■ Work to be completed
Please answer these questions about the excerpt on writing, escape, and a new cat:
(a) What work does the writer do for a living?
(b) Where did the writer rescue Zoe from?
(c) How old is Zoe, and about how old does she look?

Usually I answer that I write back, but I've been victimized by writer's block for months. I do what I can for election integrity, the original brand of it being so parodied and violated by alt-right efforts to prevent minorities from voting in battleground states. I brood. I read what I can. I index academic books: how can that address the world's sorrows? It's a living for me and admittedly an escape from the above realities as well as personal issues.
Another escape is my new cat, another calico enshrining the memory of Ceridwyn, my previous calico. I wrote a tribute to her in a diary anticipating this new cat in my life it took me a year to find.
I had rescued Ceridwyn from a pet store and rescued Zoe from a non-killing shelter filled with older cats no one is likely to adopt. Some are friendly but many lurk at the back of their cages, having given up on alternatives. This is another world tragedy: the way we treat our animals altogether, all levels of them, and the shelter Zoe came from is most humane and kind to all of its animals. Zoe is a mini-cat, a perpetual kitten at one year old, looking to be about six months. Perhaps she wasn't sufficiently well fed as a kitten or perhaps she's naturally small. It doesn't matter. She's affectionate and loyal; her uncritical love, that greatest gift to us from pets, shelters me at times from the grimness of reality.
So there's my work, film, occasional travel, long walks, love, and a cat to escape into. Can one survive without escaping some of the time? Even Biden and Harris have fun. Even Trump and McConnell. Worlds lean on them and on principles that may kill us or make us stronger. Where will we be at 2150?
It probably won't be pretty but we're all climbing toward it.

[Data records]
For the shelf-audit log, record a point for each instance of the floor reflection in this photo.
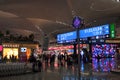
(97, 70)
(103, 64)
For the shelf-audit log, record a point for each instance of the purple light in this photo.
(76, 22)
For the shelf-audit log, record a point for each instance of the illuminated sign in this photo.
(112, 30)
(76, 22)
(66, 37)
(23, 49)
(103, 30)
(95, 31)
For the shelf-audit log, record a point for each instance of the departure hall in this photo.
(59, 39)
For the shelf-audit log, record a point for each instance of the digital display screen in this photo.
(103, 50)
(1, 47)
(66, 37)
(95, 31)
(23, 49)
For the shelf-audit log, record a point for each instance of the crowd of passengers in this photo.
(61, 59)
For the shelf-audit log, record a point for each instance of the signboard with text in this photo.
(95, 31)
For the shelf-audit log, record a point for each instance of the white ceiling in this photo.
(55, 16)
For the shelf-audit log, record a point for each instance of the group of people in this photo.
(50, 58)
(35, 59)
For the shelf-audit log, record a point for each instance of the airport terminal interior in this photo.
(59, 39)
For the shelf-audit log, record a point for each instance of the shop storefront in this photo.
(16, 52)
(10, 51)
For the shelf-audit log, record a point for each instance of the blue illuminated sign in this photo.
(85, 33)
(76, 22)
(66, 37)
(95, 31)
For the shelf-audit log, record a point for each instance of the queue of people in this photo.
(50, 58)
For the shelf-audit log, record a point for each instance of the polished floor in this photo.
(97, 70)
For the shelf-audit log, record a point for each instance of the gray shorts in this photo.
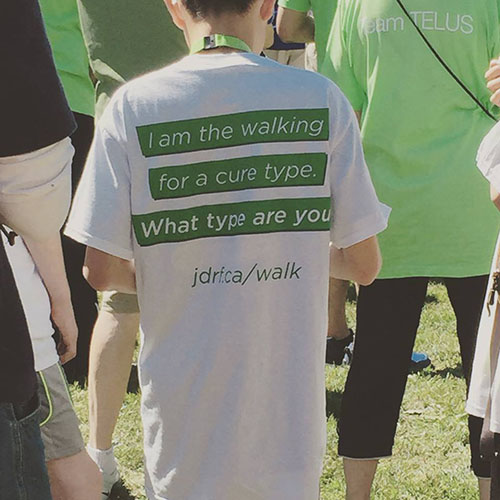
(58, 421)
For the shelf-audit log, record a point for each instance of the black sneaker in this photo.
(418, 362)
(336, 349)
(119, 492)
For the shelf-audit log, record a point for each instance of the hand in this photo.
(64, 319)
(493, 81)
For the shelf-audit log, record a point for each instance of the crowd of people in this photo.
(232, 166)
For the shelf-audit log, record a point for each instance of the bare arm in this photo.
(360, 263)
(105, 272)
(295, 26)
(48, 257)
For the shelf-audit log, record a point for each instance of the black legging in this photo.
(388, 316)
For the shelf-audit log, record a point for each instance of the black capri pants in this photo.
(388, 316)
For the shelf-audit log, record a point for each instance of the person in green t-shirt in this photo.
(420, 132)
(295, 24)
(124, 38)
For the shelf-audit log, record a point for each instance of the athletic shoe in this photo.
(336, 349)
(119, 492)
(109, 482)
(418, 362)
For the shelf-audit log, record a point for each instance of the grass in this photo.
(431, 455)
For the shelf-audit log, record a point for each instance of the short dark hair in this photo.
(204, 8)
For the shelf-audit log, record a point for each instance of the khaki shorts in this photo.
(121, 303)
(59, 424)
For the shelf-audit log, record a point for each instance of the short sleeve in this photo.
(337, 64)
(101, 212)
(488, 157)
(356, 211)
(299, 5)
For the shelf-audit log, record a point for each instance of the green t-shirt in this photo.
(127, 38)
(323, 11)
(420, 130)
(63, 30)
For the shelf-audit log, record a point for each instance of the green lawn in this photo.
(431, 460)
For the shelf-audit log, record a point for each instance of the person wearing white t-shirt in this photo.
(223, 185)
(484, 393)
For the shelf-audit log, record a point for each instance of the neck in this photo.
(236, 26)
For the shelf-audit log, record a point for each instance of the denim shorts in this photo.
(22, 459)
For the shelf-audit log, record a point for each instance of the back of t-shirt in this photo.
(225, 177)
(421, 131)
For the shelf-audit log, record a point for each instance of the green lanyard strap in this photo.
(215, 41)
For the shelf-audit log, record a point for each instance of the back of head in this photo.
(203, 8)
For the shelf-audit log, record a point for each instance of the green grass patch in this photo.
(431, 455)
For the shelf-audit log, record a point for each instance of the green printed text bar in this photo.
(307, 169)
(232, 219)
(253, 127)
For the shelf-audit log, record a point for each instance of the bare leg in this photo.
(111, 353)
(484, 489)
(359, 475)
(74, 478)
(337, 297)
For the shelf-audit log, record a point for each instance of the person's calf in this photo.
(74, 478)
(359, 475)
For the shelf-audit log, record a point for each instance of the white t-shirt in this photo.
(36, 303)
(484, 393)
(217, 175)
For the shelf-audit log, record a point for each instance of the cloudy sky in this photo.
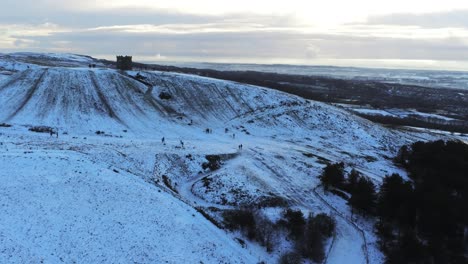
(373, 33)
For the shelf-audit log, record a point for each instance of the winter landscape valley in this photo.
(100, 165)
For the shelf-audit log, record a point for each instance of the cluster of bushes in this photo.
(42, 129)
(421, 220)
(425, 220)
(362, 190)
(165, 96)
(416, 121)
(214, 162)
(307, 234)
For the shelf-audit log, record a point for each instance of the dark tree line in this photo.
(420, 220)
(307, 234)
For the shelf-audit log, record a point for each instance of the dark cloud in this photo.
(456, 18)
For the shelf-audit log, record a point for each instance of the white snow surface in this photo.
(91, 198)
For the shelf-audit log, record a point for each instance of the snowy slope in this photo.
(102, 198)
(59, 206)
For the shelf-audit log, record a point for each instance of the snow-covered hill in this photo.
(123, 195)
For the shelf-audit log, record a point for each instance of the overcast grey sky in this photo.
(415, 34)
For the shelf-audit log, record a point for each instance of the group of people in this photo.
(163, 141)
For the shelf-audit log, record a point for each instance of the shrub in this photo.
(165, 96)
(240, 219)
(41, 129)
(333, 176)
(290, 258)
(214, 162)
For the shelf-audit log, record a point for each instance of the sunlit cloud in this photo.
(306, 32)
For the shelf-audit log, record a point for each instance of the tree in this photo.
(294, 222)
(333, 175)
(363, 196)
(352, 180)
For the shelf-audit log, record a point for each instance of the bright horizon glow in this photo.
(363, 33)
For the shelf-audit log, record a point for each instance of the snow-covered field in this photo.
(89, 198)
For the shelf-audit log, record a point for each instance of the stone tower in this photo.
(124, 63)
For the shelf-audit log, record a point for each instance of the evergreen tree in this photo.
(333, 176)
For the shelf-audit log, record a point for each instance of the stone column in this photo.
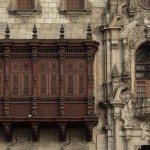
(117, 108)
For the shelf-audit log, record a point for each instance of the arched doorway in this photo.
(145, 147)
(143, 70)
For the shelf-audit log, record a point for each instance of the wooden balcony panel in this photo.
(19, 109)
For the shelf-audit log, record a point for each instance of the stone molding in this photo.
(22, 143)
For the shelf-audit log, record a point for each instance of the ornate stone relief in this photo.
(75, 144)
(24, 15)
(22, 143)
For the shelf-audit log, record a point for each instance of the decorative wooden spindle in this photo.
(62, 32)
(7, 31)
(8, 131)
(89, 32)
(34, 36)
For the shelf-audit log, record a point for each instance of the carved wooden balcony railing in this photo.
(47, 81)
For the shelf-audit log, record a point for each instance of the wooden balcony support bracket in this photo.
(6, 107)
(62, 127)
(35, 131)
(8, 131)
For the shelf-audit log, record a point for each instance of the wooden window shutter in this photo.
(25, 4)
(74, 4)
(143, 71)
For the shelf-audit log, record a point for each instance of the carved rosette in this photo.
(35, 131)
(62, 131)
(8, 131)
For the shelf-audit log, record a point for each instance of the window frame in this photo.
(142, 71)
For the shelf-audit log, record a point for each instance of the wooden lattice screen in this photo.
(25, 4)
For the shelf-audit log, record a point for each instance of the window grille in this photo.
(145, 3)
(143, 71)
(74, 4)
(25, 4)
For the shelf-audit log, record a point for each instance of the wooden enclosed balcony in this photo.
(47, 82)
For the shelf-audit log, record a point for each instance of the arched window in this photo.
(143, 70)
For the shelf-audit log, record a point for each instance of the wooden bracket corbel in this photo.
(8, 131)
(35, 131)
(62, 131)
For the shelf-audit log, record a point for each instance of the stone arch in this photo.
(142, 70)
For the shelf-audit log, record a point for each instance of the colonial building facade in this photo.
(74, 74)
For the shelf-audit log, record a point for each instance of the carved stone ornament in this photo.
(74, 13)
(24, 15)
(75, 144)
(137, 147)
(119, 18)
(22, 143)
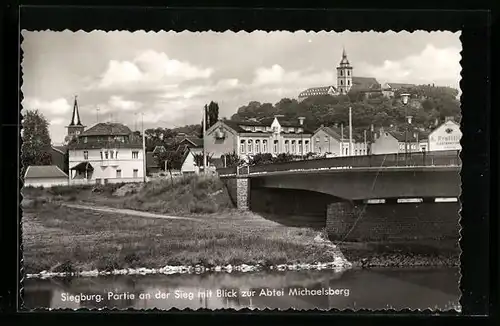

■ Completed task
(a) Indexing academic books.
(b) A non-killing shelter filled with older cats no one is likely to adopt.
(c) She is one year old and looks about six months.